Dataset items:
== Segment start ==
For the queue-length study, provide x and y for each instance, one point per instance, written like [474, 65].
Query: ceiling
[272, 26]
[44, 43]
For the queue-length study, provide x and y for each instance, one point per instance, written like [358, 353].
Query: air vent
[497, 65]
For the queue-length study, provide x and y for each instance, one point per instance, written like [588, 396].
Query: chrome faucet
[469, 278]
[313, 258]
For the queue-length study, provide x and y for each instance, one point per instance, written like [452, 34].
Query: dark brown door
== Segment end ==
◆ **WHAT YOU NEED TO DO**
What you return should match the data character for character.

◆ **SOLUTION FOR THIS PROBLEM**
For the queue-length study, provide x and y for each instance, one point per instance, written like [474, 65].
Query: ceiling
[272, 26]
[44, 43]
For the queue-length study, provide x and y for each instance, one point per instance, written like [358, 353].
Query: air vent
[497, 65]
For the queue-length study, provide x and y for each instance, one point per instance, written like [588, 396].
Query: chrome faucet
[469, 278]
[313, 258]
For the queue-length study, provide x and y for each instance, one point per instance, written like [452, 34].
Query: dark brown door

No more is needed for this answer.